Record excerpts:
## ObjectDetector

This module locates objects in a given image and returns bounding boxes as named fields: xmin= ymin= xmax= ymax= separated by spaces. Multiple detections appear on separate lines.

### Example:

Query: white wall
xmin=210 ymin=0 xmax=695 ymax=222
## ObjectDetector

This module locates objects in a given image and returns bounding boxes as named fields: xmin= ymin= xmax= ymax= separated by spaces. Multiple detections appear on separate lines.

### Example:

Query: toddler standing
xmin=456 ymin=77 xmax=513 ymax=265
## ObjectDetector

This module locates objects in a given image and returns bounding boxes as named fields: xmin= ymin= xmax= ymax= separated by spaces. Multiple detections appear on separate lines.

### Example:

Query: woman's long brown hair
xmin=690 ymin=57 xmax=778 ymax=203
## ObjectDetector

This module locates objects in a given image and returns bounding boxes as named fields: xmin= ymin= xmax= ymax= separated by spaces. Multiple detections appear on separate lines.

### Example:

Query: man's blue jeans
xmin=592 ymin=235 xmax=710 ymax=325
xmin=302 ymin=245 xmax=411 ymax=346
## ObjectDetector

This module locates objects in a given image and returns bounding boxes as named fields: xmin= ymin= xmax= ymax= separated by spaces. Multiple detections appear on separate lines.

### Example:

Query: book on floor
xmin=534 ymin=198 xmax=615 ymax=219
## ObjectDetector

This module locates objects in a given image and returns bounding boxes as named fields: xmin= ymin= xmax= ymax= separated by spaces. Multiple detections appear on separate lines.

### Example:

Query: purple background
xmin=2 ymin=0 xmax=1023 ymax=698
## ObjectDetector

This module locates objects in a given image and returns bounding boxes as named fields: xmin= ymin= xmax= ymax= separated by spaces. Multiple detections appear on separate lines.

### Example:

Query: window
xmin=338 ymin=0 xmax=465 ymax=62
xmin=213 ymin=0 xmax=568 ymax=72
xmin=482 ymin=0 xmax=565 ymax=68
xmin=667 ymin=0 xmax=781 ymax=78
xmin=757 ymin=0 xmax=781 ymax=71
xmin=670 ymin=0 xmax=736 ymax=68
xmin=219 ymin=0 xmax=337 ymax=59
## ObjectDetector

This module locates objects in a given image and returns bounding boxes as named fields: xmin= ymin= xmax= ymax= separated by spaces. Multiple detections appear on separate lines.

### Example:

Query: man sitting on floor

Your objective: Extract all the entries word for word.

Exercise output:
## ObjectDetector

This module locates objects in a given image and returns bounding boxes as named fields: xmin= ymin= xmax= ymax= separated by spaces. Multiple detections appear on separate lines.

### Example:

Query: white wall
xmin=210 ymin=0 xmax=695 ymax=222
## ObjectDetector

This module locates objects in a given image and returns bounding boxes as named fields: xmin= ymin= xmax= ymax= separated by spaces. Multiple detections appear on separate lines.

### Example:

Query: toddler standing
xmin=456 ymin=77 xmax=513 ymax=265
## ObjectDetector

This module locates objects in a given image and returns bounding boxes as named fields: xmin= ymin= xmax= ymax= separated by spaces. Multiple detections appear on separate lines.

### Example:

Query: woman's long brown hair
xmin=690 ymin=57 xmax=778 ymax=203
## ObjectDetector

This module locates objects in a given image and returns bounding boxes as named fields: xmin= ymin= xmax= ymax= separated by spaces. Multiple detections appear on separate lines.

### Example:

Query: man's blue jeans
xmin=592 ymin=235 xmax=710 ymax=325
xmin=302 ymin=245 xmax=411 ymax=346
## ObjectDetector

This module locates objects in a given image and returns bounding boxes as named fields: xmin= ymin= xmax= ymax= separated by spaces. Multiple detections appear on separate lines.

### Example:

Query: book on floor
xmin=534 ymin=198 xmax=615 ymax=219
## ObjectDetector

This module locates objects in a given image and returns bounding boxes as named fields: xmin= ymin= xmax= ymax= separated by spaces. Multiple detections appear on separate lines.

### Example:

Query: purple background
xmin=2 ymin=0 xmax=1023 ymax=698
## ObjectDetector

This module locates objects in a given image and returns bounding boxes as named fields: xmin= ymin= xmax= ymax= separated by spaces. Multiple detections appear on separate lines.

### Example:

Query: window
xmin=338 ymin=0 xmax=465 ymax=62
xmin=213 ymin=0 xmax=568 ymax=72
xmin=482 ymin=0 xmax=565 ymax=68
xmin=667 ymin=0 xmax=781 ymax=78
xmin=757 ymin=0 xmax=781 ymax=71
xmin=670 ymin=0 xmax=736 ymax=68
xmin=219 ymin=0 xmax=337 ymax=59
## ObjectDetector

This module locates objects in a given image and returns bounding boxes as named fields: xmin= ymin= xmax= ymax= separated by spaces. Multiple detections appear on separate lines.

### Example:

Query: man sitting on floor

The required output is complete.